*What the task asks:*
Give back, character for character, the line that includes "Target: rough bark" and all lines beneath it in the data.

*Information:*
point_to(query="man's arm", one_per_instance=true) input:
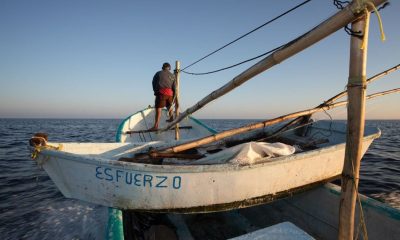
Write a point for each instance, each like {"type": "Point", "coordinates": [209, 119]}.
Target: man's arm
{"type": "Point", "coordinates": [155, 83]}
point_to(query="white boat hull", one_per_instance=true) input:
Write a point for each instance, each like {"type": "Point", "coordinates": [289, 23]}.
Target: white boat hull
{"type": "Point", "coordinates": [193, 188]}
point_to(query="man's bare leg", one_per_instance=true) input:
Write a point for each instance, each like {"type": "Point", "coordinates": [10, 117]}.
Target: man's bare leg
{"type": "Point", "coordinates": [170, 114]}
{"type": "Point", "coordinates": [156, 119]}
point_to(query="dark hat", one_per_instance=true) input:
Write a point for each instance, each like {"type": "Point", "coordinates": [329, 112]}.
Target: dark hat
{"type": "Point", "coordinates": [166, 65]}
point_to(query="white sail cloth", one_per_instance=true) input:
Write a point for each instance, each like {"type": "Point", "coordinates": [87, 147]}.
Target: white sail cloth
{"type": "Point", "coordinates": [248, 153]}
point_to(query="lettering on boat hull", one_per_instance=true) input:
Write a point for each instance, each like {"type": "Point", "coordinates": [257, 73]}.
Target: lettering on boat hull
{"type": "Point", "coordinates": [137, 179]}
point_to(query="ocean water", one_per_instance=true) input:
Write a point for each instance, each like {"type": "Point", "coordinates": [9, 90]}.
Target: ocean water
{"type": "Point", "coordinates": [31, 207]}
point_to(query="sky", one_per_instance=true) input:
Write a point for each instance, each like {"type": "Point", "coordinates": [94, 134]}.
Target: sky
{"type": "Point", "coordinates": [97, 58]}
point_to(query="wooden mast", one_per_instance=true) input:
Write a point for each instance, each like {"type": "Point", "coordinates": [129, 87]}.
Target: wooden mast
{"type": "Point", "coordinates": [177, 76]}
{"type": "Point", "coordinates": [329, 26]}
{"type": "Point", "coordinates": [356, 89]}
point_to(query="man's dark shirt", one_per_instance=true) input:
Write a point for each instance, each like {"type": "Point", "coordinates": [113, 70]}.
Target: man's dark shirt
{"type": "Point", "coordinates": [163, 79]}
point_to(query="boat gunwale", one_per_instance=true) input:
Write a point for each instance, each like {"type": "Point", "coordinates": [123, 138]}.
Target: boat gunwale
{"type": "Point", "coordinates": [193, 168]}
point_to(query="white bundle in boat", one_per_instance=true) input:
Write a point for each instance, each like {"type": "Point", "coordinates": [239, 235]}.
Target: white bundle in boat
{"type": "Point", "coordinates": [248, 153]}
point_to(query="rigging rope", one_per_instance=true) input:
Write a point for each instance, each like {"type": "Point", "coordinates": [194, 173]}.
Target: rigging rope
{"type": "Point", "coordinates": [235, 65]}
{"type": "Point", "coordinates": [244, 35]}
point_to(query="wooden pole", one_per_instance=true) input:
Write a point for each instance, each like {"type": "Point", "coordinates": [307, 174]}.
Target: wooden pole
{"type": "Point", "coordinates": [177, 76]}
{"type": "Point", "coordinates": [340, 95]}
{"type": "Point", "coordinates": [231, 132]}
{"type": "Point", "coordinates": [191, 144]}
{"type": "Point", "coordinates": [369, 80]}
{"type": "Point", "coordinates": [329, 26]}
{"type": "Point", "coordinates": [356, 89]}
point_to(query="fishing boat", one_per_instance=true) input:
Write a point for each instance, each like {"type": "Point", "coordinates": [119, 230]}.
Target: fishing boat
{"type": "Point", "coordinates": [228, 175]}
{"type": "Point", "coordinates": [204, 171]}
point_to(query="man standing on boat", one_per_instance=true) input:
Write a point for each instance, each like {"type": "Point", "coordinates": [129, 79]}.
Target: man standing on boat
{"type": "Point", "coordinates": [164, 87]}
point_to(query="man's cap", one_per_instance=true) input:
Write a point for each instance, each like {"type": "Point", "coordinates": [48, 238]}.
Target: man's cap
{"type": "Point", "coordinates": [166, 65]}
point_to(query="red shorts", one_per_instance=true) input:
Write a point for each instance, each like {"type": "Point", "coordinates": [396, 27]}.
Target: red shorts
{"type": "Point", "coordinates": [163, 101]}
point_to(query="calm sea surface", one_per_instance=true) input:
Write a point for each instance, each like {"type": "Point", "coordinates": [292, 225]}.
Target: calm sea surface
{"type": "Point", "coordinates": [31, 207]}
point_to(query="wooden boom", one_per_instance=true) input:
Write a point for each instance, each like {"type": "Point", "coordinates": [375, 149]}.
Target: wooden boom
{"type": "Point", "coordinates": [231, 132]}
{"type": "Point", "coordinates": [349, 14]}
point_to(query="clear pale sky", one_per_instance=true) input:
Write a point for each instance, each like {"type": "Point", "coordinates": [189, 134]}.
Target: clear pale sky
{"type": "Point", "coordinates": [96, 58]}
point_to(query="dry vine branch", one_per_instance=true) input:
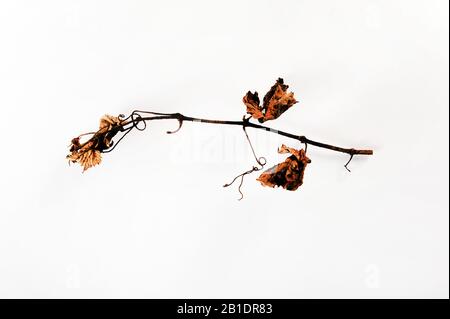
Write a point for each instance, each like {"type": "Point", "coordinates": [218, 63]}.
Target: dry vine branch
{"type": "Point", "coordinates": [288, 174]}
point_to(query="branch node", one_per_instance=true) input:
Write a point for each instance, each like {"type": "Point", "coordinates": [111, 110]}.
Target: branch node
{"type": "Point", "coordinates": [180, 123]}
{"type": "Point", "coordinates": [346, 165]}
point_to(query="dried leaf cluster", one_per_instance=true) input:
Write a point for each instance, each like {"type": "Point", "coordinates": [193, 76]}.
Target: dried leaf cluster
{"type": "Point", "coordinates": [88, 154]}
{"type": "Point", "coordinates": [275, 102]}
{"type": "Point", "coordinates": [288, 174]}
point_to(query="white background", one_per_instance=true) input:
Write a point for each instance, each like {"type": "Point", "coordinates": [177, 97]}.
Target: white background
{"type": "Point", "coordinates": [153, 219]}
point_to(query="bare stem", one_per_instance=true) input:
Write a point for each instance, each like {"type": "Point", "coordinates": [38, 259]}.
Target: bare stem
{"type": "Point", "coordinates": [135, 118]}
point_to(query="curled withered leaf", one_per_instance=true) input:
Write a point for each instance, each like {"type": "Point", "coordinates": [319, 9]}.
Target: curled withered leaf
{"type": "Point", "coordinates": [88, 154]}
{"type": "Point", "coordinates": [275, 102]}
{"type": "Point", "coordinates": [251, 101]}
{"type": "Point", "coordinates": [288, 174]}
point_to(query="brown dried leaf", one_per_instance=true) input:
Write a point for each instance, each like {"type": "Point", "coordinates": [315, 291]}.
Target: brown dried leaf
{"type": "Point", "coordinates": [89, 153]}
{"type": "Point", "coordinates": [288, 174]}
{"type": "Point", "coordinates": [251, 101]}
{"type": "Point", "coordinates": [277, 100]}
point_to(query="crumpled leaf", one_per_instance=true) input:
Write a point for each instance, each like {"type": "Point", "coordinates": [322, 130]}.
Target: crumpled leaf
{"type": "Point", "coordinates": [88, 154]}
{"type": "Point", "coordinates": [251, 101]}
{"type": "Point", "coordinates": [275, 102]}
{"type": "Point", "coordinates": [288, 174]}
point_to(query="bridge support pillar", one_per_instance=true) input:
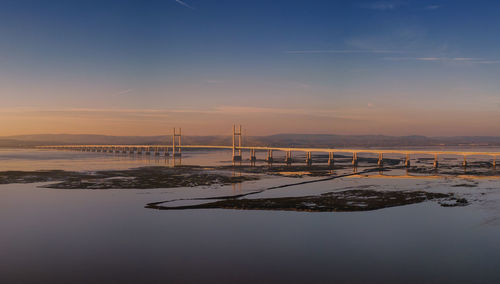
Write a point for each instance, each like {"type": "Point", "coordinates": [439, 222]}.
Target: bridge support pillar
{"type": "Point", "coordinates": [179, 136]}
{"type": "Point", "coordinates": [236, 157]}
{"type": "Point", "coordinates": [380, 161]}
{"type": "Point", "coordinates": [269, 157]}
{"type": "Point", "coordinates": [308, 158]}
{"type": "Point", "coordinates": [288, 157]}
{"type": "Point", "coordinates": [407, 161]}
{"type": "Point", "coordinates": [253, 158]}
{"type": "Point", "coordinates": [331, 161]}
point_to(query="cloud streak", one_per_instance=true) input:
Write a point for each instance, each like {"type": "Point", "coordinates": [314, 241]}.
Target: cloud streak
{"type": "Point", "coordinates": [474, 60]}
{"type": "Point", "coordinates": [184, 4]}
{"type": "Point", "coordinates": [381, 5]}
{"type": "Point", "coordinates": [342, 51]}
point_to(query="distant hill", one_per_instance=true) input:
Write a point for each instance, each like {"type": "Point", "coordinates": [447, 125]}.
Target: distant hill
{"type": "Point", "coordinates": [283, 140]}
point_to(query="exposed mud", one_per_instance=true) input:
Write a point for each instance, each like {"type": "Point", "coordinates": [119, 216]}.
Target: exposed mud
{"type": "Point", "coordinates": [141, 178]}
{"type": "Point", "coordinates": [343, 201]}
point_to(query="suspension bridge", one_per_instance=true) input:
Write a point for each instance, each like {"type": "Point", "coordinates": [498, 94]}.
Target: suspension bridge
{"type": "Point", "coordinates": [175, 149]}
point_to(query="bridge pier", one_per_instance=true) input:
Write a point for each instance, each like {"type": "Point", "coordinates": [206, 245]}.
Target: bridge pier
{"type": "Point", "coordinates": [407, 161]}
{"type": "Point", "coordinates": [179, 136]}
{"type": "Point", "coordinates": [380, 161]}
{"type": "Point", "coordinates": [331, 161]}
{"type": "Point", "coordinates": [269, 157]}
{"type": "Point", "coordinates": [253, 158]}
{"type": "Point", "coordinates": [236, 157]}
{"type": "Point", "coordinates": [308, 158]}
{"type": "Point", "coordinates": [288, 157]}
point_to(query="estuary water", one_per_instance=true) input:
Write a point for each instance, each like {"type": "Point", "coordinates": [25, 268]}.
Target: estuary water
{"type": "Point", "coordinates": [107, 236]}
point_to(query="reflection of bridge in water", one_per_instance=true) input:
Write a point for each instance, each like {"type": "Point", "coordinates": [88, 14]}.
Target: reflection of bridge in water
{"type": "Point", "coordinates": [175, 149]}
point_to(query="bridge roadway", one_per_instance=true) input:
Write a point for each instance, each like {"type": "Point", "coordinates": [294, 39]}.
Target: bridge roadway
{"type": "Point", "coordinates": [285, 149]}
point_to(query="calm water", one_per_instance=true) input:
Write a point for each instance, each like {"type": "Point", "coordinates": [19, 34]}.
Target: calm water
{"type": "Point", "coordinates": [107, 236]}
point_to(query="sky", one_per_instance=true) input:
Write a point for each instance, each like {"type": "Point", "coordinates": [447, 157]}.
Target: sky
{"type": "Point", "coordinates": [141, 67]}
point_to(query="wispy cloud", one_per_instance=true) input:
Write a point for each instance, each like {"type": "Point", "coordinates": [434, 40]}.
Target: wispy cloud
{"type": "Point", "coordinates": [123, 92]}
{"type": "Point", "coordinates": [342, 51]}
{"type": "Point", "coordinates": [382, 5]}
{"type": "Point", "coordinates": [432, 7]}
{"type": "Point", "coordinates": [184, 4]}
{"type": "Point", "coordinates": [474, 60]}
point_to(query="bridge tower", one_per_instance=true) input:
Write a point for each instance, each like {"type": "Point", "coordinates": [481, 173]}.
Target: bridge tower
{"type": "Point", "coordinates": [179, 136]}
{"type": "Point", "coordinates": [236, 157]}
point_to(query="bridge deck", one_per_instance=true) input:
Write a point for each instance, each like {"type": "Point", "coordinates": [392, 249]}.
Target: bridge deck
{"type": "Point", "coordinates": [321, 150]}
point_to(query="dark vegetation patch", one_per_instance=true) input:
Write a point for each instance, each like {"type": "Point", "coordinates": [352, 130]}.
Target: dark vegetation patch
{"type": "Point", "coordinates": [343, 201]}
{"type": "Point", "coordinates": [142, 178]}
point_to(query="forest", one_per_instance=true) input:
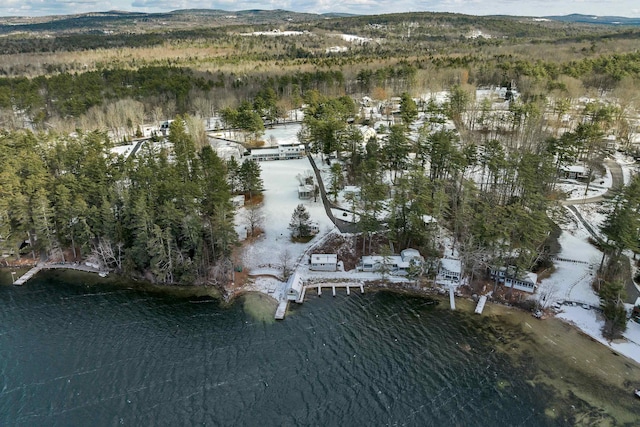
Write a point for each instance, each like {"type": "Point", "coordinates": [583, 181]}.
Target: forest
{"type": "Point", "coordinates": [166, 215]}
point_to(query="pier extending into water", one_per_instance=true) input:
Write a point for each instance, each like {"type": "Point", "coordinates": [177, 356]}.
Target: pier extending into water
{"type": "Point", "coordinates": [28, 275]}
{"type": "Point", "coordinates": [283, 305]}
{"type": "Point", "coordinates": [481, 302]}
{"type": "Point", "coordinates": [333, 287]}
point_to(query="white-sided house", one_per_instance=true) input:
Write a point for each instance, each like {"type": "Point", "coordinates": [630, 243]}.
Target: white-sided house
{"type": "Point", "coordinates": [395, 264]}
{"type": "Point", "coordinates": [527, 282]}
{"type": "Point", "coordinates": [324, 262]}
{"type": "Point", "coordinates": [283, 151]}
{"type": "Point", "coordinates": [294, 287]}
{"type": "Point", "coordinates": [449, 270]}
{"type": "Point", "coordinates": [411, 254]}
{"type": "Point", "coordinates": [378, 263]}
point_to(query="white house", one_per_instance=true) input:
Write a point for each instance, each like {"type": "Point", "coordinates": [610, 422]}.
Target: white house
{"type": "Point", "coordinates": [526, 281]}
{"type": "Point", "coordinates": [284, 151]}
{"type": "Point", "coordinates": [449, 270]}
{"type": "Point", "coordinates": [396, 264]}
{"type": "Point", "coordinates": [324, 262]}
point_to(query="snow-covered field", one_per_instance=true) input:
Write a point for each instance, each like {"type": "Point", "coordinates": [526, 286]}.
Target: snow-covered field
{"type": "Point", "coordinates": [280, 199]}
{"type": "Point", "coordinates": [571, 280]}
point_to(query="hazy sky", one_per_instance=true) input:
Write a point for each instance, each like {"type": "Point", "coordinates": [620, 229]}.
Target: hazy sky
{"type": "Point", "coordinates": [628, 8]}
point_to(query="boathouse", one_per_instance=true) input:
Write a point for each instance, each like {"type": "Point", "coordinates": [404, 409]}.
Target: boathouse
{"type": "Point", "coordinates": [294, 287]}
{"type": "Point", "coordinates": [324, 262]}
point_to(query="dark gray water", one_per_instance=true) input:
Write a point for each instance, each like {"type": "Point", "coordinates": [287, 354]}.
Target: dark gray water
{"type": "Point", "coordinates": [78, 355]}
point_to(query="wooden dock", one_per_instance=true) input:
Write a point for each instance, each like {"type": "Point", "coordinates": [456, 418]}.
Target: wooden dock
{"type": "Point", "coordinates": [335, 286]}
{"type": "Point", "coordinates": [28, 275]}
{"type": "Point", "coordinates": [282, 309]}
{"type": "Point", "coordinates": [481, 302]}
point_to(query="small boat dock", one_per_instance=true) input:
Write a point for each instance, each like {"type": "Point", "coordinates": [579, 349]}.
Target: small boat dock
{"type": "Point", "coordinates": [282, 309]}
{"type": "Point", "coordinates": [28, 275]}
{"type": "Point", "coordinates": [335, 286]}
{"type": "Point", "coordinates": [296, 292]}
{"type": "Point", "coordinates": [481, 302]}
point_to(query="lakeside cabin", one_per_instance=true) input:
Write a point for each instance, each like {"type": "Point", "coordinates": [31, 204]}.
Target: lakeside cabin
{"type": "Point", "coordinates": [396, 264]}
{"type": "Point", "coordinates": [449, 270]}
{"type": "Point", "coordinates": [284, 151]}
{"type": "Point", "coordinates": [526, 281]}
{"type": "Point", "coordinates": [324, 262]}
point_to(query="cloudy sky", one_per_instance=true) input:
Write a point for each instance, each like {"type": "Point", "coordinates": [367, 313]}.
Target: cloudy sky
{"type": "Point", "coordinates": [628, 8]}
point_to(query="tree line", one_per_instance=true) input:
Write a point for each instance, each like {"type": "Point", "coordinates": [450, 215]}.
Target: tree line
{"type": "Point", "coordinates": [164, 214]}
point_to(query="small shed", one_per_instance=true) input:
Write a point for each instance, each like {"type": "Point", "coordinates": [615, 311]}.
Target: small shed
{"type": "Point", "coordinates": [324, 262]}
{"type": "Point", "coordinates": [238, 201]}
{"type": "Point", "coordinates": [574, 172]}
{"type": "Point", "coordinates": [294, 287]}
{"type": "Point", "coordinates": [305, 191]}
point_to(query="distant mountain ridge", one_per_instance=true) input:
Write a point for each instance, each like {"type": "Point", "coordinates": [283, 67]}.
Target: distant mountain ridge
{"type": "Point", "coordinates": [127, 21]}
{"type": "Point", "coordinates": [595, 19]}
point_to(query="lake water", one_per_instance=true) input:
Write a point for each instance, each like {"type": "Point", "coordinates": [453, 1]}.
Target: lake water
{"type": "Point", "coordinates": [78, 353]}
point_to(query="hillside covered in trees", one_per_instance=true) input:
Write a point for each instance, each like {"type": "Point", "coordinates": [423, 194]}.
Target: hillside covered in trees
{"type": "Point", "coordinates": [165, 213]}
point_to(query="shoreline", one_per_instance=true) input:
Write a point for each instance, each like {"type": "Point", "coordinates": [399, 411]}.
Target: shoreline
{"type": "Point", "coordinates": [229, 296]}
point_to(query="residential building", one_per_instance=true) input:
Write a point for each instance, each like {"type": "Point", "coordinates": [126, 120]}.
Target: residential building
{"type": "Point", "coordinates": [323, 262]}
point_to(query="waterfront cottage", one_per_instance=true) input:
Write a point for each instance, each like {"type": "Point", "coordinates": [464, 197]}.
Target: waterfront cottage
{"type": "Point", "coordinates": [526, 281]}
{"type": "Point", "coordinates": [449, 270]}
{"type": "Point", "coordinates": [396, 264]}
{"type": "Point", "coordinates": [324, 262]}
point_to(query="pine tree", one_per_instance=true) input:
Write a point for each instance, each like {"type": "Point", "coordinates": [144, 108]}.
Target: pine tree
{"type": "Point", "coordinates": [250, 180]}
{"type": "Point", "coordinates": [300, 224]}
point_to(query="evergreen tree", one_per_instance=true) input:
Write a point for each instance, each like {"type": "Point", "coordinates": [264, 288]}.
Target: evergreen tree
{"type": "Point", "coordinates": [250, 180]}
{"type": "Point", "coordinates": [300, 224]}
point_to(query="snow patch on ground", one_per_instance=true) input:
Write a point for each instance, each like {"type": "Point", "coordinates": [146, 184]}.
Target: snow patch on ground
{"type": "Point", "coordinates": [280, 199]}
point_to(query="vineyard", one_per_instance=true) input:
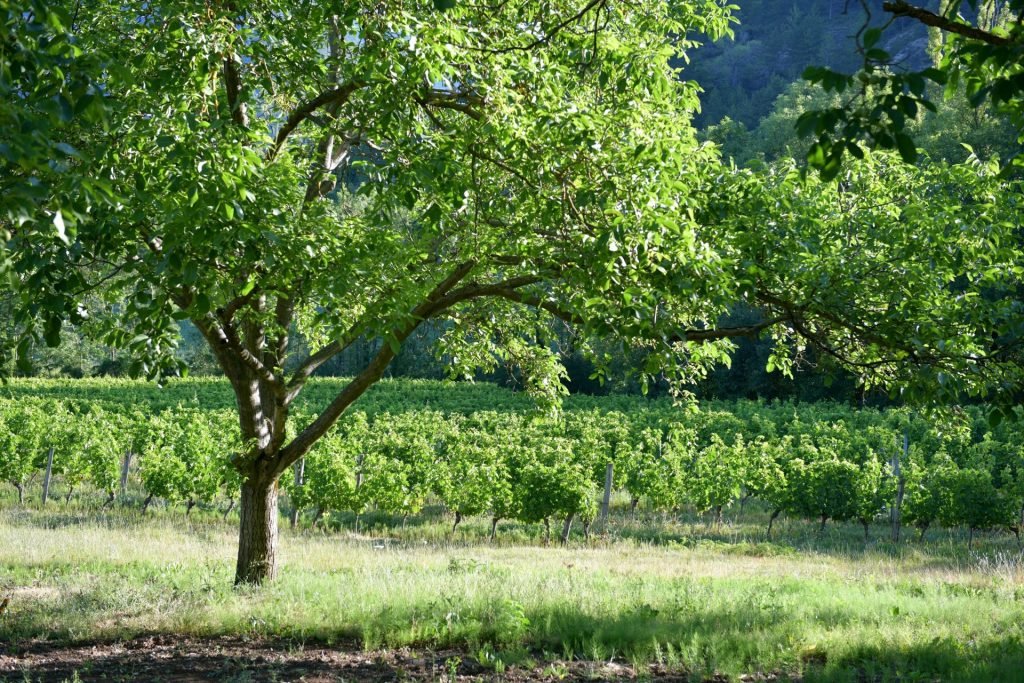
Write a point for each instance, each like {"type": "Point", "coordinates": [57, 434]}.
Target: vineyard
{"type": "Point", "coordinates": [482, 452]}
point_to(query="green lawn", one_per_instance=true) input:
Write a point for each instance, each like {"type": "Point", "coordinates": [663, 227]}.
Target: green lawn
{"type": "Point", "coordinates": [658, 595]}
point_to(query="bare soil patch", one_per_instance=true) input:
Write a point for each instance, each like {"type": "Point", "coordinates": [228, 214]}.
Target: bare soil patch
{"type": "Point", "coordinates": [181, 659]}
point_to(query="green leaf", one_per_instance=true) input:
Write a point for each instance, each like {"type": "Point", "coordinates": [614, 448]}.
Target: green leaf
{"type": "Point", "coordinates": [907, 151]}
{"type": "Point", "coordinates": [871, 37]}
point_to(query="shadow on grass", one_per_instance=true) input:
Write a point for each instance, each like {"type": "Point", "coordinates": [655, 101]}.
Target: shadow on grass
{"type": "Point", "coordinates": [683, 637]}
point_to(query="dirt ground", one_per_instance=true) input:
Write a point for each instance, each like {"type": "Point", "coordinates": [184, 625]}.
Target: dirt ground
{"type": "Point", "coordinates": [176, 659]}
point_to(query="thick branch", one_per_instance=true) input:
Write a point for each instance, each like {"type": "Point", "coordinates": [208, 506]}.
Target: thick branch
{"type": "Point", "coordinates": [683, 336]}
{"type": "Point", "coordinates": [232, 87]}
{"type": "Point", "coordinates": [900, 8]}
{"type": "Point", "coordinates": [311, 364]}
{"type": "Point", "coordinates": [334, 96]}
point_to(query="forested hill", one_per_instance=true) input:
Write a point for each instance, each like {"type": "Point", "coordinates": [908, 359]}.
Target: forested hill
{"type": "Point", "coordinates": [775, 40]}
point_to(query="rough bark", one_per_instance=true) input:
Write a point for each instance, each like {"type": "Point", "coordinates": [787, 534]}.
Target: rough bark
{"type": "Point", "coordinates": [567, 528]}
{"type": "Point", "coordinates": [771, 520]}
{"type": "Point", "coordinates": [257, 531]}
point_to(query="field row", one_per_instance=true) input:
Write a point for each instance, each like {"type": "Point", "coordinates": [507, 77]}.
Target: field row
{"type": "Point", "coordinates": [820, 462]}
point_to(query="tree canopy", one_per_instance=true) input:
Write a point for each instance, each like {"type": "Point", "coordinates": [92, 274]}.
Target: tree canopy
{"type": "Point", "coordinates": [518, 168]}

*Output below:*
Target: rough bark
{"type": "Point", "coordinates": [567, 528]}
{"type": "Point", "coordinates": [771, 520]}
{"type": "Point", "coordinates": [257, 531]}
point_to(query="field row", one_per_instance=true) input:
Write a point for each instance, each like {"type": "Point", "coordinates": [507, 77]}.
Target: field row
{"type": "Point", "coordinates": [820, 462]}
point_to(query="tree canopy", one_per_instance=true) input:
Write a point for each instance, each like {"type": "Point", "coordinates": [92, 274]}.
Target: tree canopy
{"type": "Point", "coordinates": [518, 168]}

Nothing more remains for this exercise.